**WHAT THE TASK ASKS:**
Rewrite the records below with every "research lab" changed to "research team" and nothing else altered. Leave the pictures out of your answer.
··········
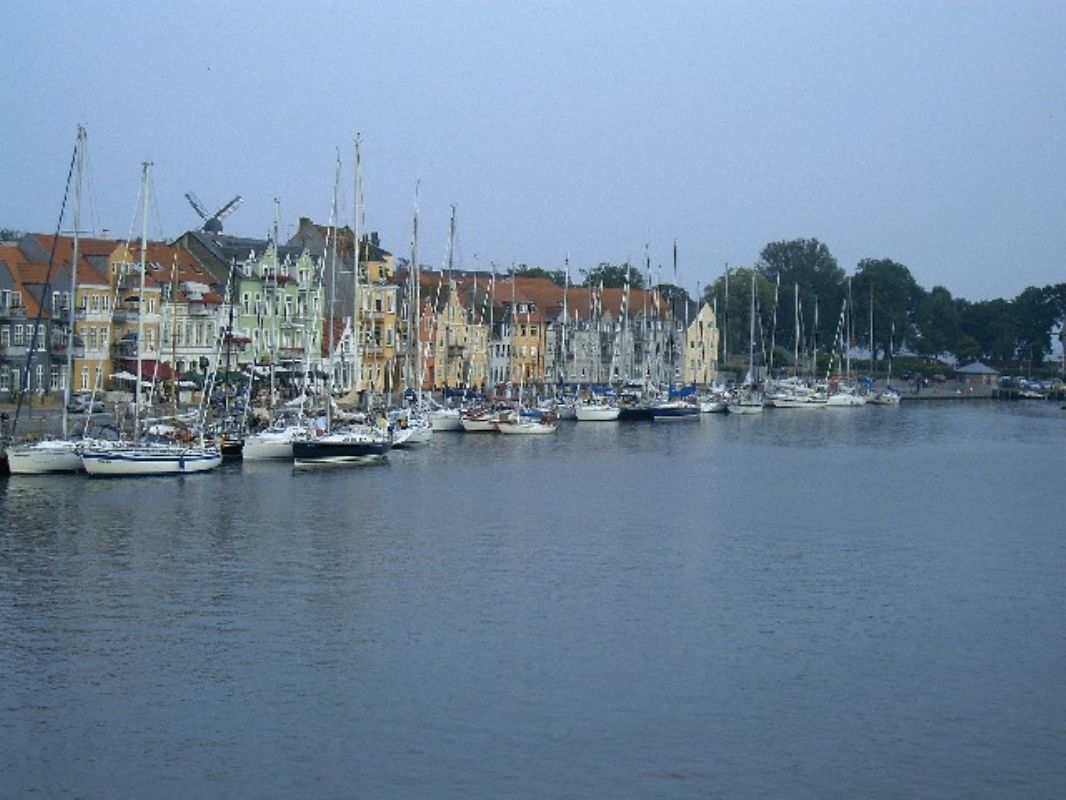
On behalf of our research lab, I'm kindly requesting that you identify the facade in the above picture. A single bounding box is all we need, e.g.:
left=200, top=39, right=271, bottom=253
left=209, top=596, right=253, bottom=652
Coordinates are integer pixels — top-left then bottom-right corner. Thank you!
left=682, top=303, right=718, bottom=386
left=955, top=362, right=1000, bottom=386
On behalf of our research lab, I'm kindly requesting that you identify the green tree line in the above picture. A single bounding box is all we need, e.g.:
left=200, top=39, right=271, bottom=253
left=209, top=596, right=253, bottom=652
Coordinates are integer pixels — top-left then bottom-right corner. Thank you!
left=515, top=239, right=1066, bottom=367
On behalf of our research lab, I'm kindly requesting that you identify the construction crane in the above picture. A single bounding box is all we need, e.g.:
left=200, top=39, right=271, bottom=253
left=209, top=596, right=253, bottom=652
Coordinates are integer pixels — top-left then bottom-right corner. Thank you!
left=185, top=192, right=244, bottom=234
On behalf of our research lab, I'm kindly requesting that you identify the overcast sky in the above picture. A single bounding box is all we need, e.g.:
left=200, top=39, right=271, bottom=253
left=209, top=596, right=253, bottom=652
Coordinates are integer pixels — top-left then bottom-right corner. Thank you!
left=0, top=0, right=1066, bottom=300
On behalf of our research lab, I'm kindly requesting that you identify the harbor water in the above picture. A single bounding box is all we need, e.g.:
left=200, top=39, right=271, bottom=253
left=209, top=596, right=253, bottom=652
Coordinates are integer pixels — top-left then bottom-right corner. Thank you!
left=0, top=401, right=1066, bottom=799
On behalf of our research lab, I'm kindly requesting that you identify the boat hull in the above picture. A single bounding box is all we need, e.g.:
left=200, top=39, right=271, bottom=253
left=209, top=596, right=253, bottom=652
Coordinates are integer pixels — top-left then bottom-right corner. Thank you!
left=292, top=439, right=390, bottom=464
left=497, top=422, right=559, bottom=435
left=575, top=405, right=621, bottom=422
left=618, top=405, right=655, bottom=422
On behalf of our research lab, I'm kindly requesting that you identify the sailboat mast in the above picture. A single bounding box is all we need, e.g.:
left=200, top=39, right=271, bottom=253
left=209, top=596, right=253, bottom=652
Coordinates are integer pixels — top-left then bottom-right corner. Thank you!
left=870, top=281, right=877, bottom=377
left=410, top=180, right=422, bottom=409
left=133, top=161, right=151, bottom=438
left=326, top=153, right=341, bottom=429
left=722, top=261, right=729, bottom=373
left=63, top=125, right=85, bottom=438
left=747, top=269, right=756, bottom=386
left=356, top=132, right=362, bottom=407
left=844, top=277, right=853, bottom=381
left=792, top=284, right=800, bottom=374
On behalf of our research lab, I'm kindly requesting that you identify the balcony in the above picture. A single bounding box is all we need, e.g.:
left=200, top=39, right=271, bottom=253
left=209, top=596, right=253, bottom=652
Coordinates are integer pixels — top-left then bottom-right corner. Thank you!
left=0, top=345, right=28, bottom=361
left=0, top=305, right=26, bottom=320
left=51, top=337, right=85, bottom=358
left=111, top=303, right=141, bottom=322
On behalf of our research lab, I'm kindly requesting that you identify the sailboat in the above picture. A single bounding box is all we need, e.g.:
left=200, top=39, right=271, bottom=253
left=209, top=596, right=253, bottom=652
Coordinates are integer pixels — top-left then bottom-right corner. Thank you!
left=825, top=278, right=872, bottom=409
left=6, top=125, right=93, bottom=475
left=292, top=146, right=392, bottom=466
left=81, top=161, right=222, bottom=477
left=867, top=313, right=902, bottom=405
left=392, top=182, right=433, bottom=448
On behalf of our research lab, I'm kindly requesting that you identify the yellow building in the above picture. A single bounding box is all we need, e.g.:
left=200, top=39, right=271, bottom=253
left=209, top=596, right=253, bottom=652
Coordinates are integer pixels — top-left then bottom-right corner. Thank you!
left=104, top=242, right=163, bottom=390
left=682, top=303, right=718, bottom=386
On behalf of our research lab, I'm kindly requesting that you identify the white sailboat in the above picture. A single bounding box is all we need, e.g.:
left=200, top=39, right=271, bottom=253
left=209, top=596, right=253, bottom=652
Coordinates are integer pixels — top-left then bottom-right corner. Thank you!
left=726, top=269, right=763, bottom=414
left=574, top=399, right=621, bottom=422
left=392, top=182, right=434, bottom=448
left=6, top=125, right=93, bottom=475
left=825, top=278, right=867, bottom=409
left=292, top=147, right=392, bottom=466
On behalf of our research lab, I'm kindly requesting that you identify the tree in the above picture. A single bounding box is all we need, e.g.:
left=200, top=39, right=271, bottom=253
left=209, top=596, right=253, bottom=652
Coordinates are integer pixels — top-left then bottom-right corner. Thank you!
left=704, top=267, right=774, bottom=369
left=756, top=239, right=844, bottom=356
left=1011, top=286, right=1059, bottom=368
left=952, top=334, right=981, bottom=364
left=852, top=258, right=922, bottom=362
left=915, top=286, right=963, bottom=359
left=581, top=262, right=644, bottom=289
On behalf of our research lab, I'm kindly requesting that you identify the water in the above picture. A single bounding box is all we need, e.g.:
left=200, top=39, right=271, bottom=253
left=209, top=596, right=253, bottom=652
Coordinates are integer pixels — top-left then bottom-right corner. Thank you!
left=0, top=402, right=1066, bottom=798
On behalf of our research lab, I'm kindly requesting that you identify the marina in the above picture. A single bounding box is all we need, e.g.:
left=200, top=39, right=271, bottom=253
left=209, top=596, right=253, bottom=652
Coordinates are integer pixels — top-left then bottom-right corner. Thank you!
left=0, top=401, right=1066, bottom=798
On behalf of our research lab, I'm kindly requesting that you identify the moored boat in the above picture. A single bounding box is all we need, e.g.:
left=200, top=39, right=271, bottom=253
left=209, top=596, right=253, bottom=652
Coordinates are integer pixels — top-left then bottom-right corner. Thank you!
left=81, top=442, right=222, bottom=477
left=292, top=429, right=391, bottom=465
left=574, top=402, right=621, bottom=422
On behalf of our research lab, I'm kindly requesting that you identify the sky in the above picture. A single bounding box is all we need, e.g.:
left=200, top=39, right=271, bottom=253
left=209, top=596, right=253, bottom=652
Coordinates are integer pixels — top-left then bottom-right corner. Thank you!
left=0, top=0, right=1066, bottom=301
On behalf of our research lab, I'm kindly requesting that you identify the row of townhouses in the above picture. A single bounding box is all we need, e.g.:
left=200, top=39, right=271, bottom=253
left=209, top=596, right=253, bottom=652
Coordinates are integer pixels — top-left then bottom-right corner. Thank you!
left=0, top=218, right=718, bottom=401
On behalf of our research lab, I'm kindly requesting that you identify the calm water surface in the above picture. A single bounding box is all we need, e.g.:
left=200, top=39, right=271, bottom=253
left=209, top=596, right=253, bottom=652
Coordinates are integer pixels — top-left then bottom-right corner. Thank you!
left=0, top=402, right=1066, bottom=798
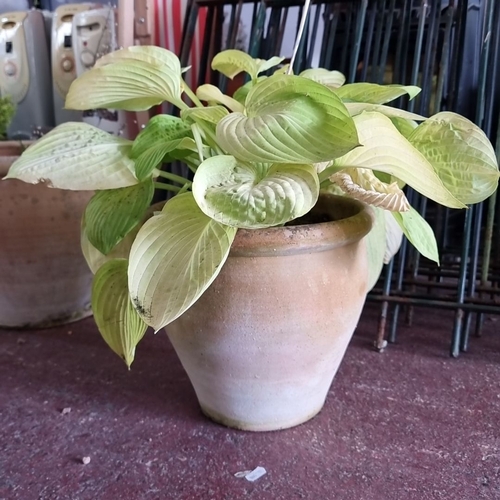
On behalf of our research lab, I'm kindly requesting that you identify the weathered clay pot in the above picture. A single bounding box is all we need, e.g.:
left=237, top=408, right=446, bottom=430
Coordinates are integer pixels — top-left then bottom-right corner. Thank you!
left=0, top=141, right=92, bottom=328
left=167, top=195, right=372, bottom=431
··········
**TASK SOLUTION:**
On behalf of our research team, I'm kindly requesting that you identify the facade in the above picture. A single bounding box is all we need, e.g.:
left=200, top=39, right=271, bottom=253
left=209, top=596, right=253, bottom=652
Coordinates are integer pixels — top-left then bottom-right corner. Thank you!
left=682, top=303, right=718, bottom=386
left=955, top=362, right=1000, bottom=386
On behalf of our research team, I'm kindly requesting that you identify the green tree line in the above picture. A single bounding box is all we need, e.g.:
left=200, top=39, right=271, bottom=253
left=209, top=596, right=253, bottom=652
Coordinates are integer pixels — top-left then bottom-right corner. Thank you!
left=515, top=239, right=1066, bottom=367
On behalf of our research team, I'm kindly requesting that you identify the construction crane in the above picture. A single bounding box is all we need, e.g.:
left=200, top=39, right=271, bottom=253
left=209, top=596, right=253, bottom=652
Coordinates are integer pixels — top-left then bottom-right corner. Thank you!
left=185, top=192, right=244, bottom=234
On behalf of our research team, I'm kindly requesting that you identify the overcast sky in the above picture. A single bounding box is all we need, e.g.:
left=200, top=39, right=271, bottom=253
left=209, top=596, right=253, bottom=652
Coordinates are integer pixels — top-left then bottom-right corner. Thank you!
left=0, top=0, right=1066, bottom=300
On behalf of our research team, I'm kindly requesting that you identify the harbor water in the above picture. A single bounding box is all we need, e.g.:
left=200, top=39, right=271, bottom=253
left=209, top=596, right=253, bottom=652
Coordinates are integer pixels — top-left then bottom-right corner. Thank you!
left=0, top=401, right=1066, bottom=799
On behalf of our research team, I'm kindly requesting that you identify the boat hull in the above picture. A single bounding box is all we need, e.g.:
left=200, top=39, right=271, bottom=253
left=209, top=596, right=253, bottom=652
Coordinates are integer pixels — top-left then bottom-right corner. Thank you!
left=292, top=439, right=390, bottom=464
left=497, top=422, right=559, bottom=435
left=575, top=405, right=621, bottom=422
left=618, top=405, right=655, bottom=422
On behalf of our research team, I'm kindly requesting that you identify the sailboat mast in the above picture. A single bounding box is all we need, e.g.:
left=200, top=39, right=271, bottom=253
left=209, top=596, right=253, bottom=652
Coordinates are integer pixels — top-left then bottom-right corner. Thank you!
left=870, top=281, right=877, bottom=377
left=410, top=180, right=422, bottom=409
left=133, top=161, right=151, bottom=438
left=326, top=153, right=341, bottom=429
left=722, top=261, right=729, bottom=373
left=63, top=125, right=85, bottom=438
left=747, top=269, right=756, bottom=386
left=356, top=132, right=362, bottom=407
left=844, top=277, right=853, bottom=381
left=792, top=284, right=800, bottom=374
On behalf of our research team, I'm kindly requesting that you identify the balcony in the above picture. A single bounding box is all we need, e.g.:
left=200, top=39, right=271, bottom=253
left=209, top=596, right=253, bottom=652
Coordinates are integer pixels — top-left then bottom-right corner. Thank you!
left=0, top=345, right=28, bottom=361
left=0, top=305, right=26, bottom=320
left=51, top=337, right=85, bottom=358
left=111, top=303, right=141, bottom=322
On behalf of our research team, I'm kindly requesting that you identify the sailboat in the above picture. A single bounding box is all we need, e.g.:
left=200, top=39, right=271, bottom=253
left=209, top=596, right=253, bottom=652
Coordinates are integer pixels — top-left then bottom-right corner. Thank you!
left=825, top=278, right=872, bottom=409
left=6, top=125, right=93, bottom=475
left=292, top=146, right=392, bottom=466
left=81, top=161, right=222, bottom=477
left=867, top=313, right=902, bottom=405
left=392, top=182, right=433, bottom=448
On behalf of our research team, I'm kindly requesting that you identify the yellow building in the above picture. A single bounding box is all we need, e.g.:
left=200, top=39, right=271, bottom=253
left=209, top=596, right=253, bottom=652
Coordinates are integer pixels — top-left then bottom-right corner. Thank you!
left=104, top=242, right=163, bottom=390
left=682, top=303, right=718, bottom=386
On behalf of our research team, I'm kindly requesting that you identify the white sailboat in the above picture. A single bounding box is all we need, e.g.:
left=200, top=39, right=271, bottom=253
left=209, top=596, right=253, bottom=652
Coordinates are integer pixels — top-left then bottom-right corner. Thank you!
left=726, top=269, right=763, bottom=414
left=574, top=399, right=621, bottom=422
left=392, top=182, right=434, bottom=448
left=6, top=125, right=93, bottom=475
left=825, top=278, right=867, bottom=409
left=292, top=147, right=392, bottom=466
On behalf of our research team, I'm kindly requesting that you identify the tree in the above picture. A single bounding box is all we need, e.g.:
left=200, top=39, right=271, bottom=253
left=209, top=596, right=253, bottom=652
Coordinates are integer pixels — top-left then bottom-right corner. Thank you!
left=704, top=267, right=774, bottom=369
left=756, top=239, right=844, bottom=356
left=1011, top=286, right=1059, bottom=368
left=952, top=334, right=981, bottom=364
left=852, top=258, right=922, bottom=362
left=915, top=286, right=963, bottom=359
left=581, top=262, right=644, bottom=289
On behalf of our research team, I'm kindly requesting that you identify the water in the above picture. A single bounding box is all we need, e.g.:
left=200, top=39, right=271, bottom=253
left=209, top=596, right=253, bottom=652
Coordinates are integer pixels — top-left then bottom-right corner. Thank you!
left=0, top=402, right=1066, bottom=798
On behalf of our research team, I'm kindly requesting that you identify the marina in the above picture. A single bounding box is all we need, e.g.:
left=200, top=39, right=271, bottom=253
left=209, top=596, right=253, bottom=652
Coordinates are integer pixels — top-left then bottom-right corner. Thank you!
left=0, top=401, right=1066, bottom=798
On behalf of our research team, I'm kindly requesting that you identify the moored boat in the above picture. A single bounding box is all we need, e.g.:
left=200, top=39, right=271, bottom=253
left=209, top=596, right=253, bottom=652
Coordinates are integer pixels — top-left then bottom-right corner. Thank you!
left=81, top=442, right=222, bottom=477
left=292, top=429, right=391, bottom=465
left=574, top=402, right=621, bottom=422
On behalf of our research team, I'm kindly requesting that you identify the sky in the above picture. A single bounding box is all we need, e.g.:
left=200, top=39, right=271, bottom=253
left=209, top=596, right=253, bottom=652
Coordinates are integer pixels — top-left then bottom-right corner. Thank you!
left=0, top=0, right=1066, bottom=301
On behalf of our research team, I'm kindly requesting that you identify the row of townhouses in the above picture. A single bounding box is all we need, e.g.:
left=200, top=39, right=271, bottom=253
left=209, top=596, right=253, bottom=652
Coordinates are integer pixels — top-left then bottom-right corner. Thank you!
left=0, top=218, right=718, bottom=401
On behalf of our research team, I'm kindly requesting that you identify the calm water surface in the above picture. A single bounding box is all we need, e.g.:
left=200, top=39, right=271, bottom=253
left=209, top=596, right=253, bottom=652
Coordinates are integer pixels — top-left then bottom-right corner. Thank you!
left=0, top=402, right=1066, bottom=798
On behalf of our research team, I'm kindly requesting that you identify the weathered clay pot in the above picture. A single bounding box is all we need, e.g.:
left=237, top=408, right=446, bottom=430
Coordinates are integer pixels — top-left then bottom-right corner. Thank you!
left=0, top=141, right=92, bottom=328
left=167, top=195, right=372, bottom=431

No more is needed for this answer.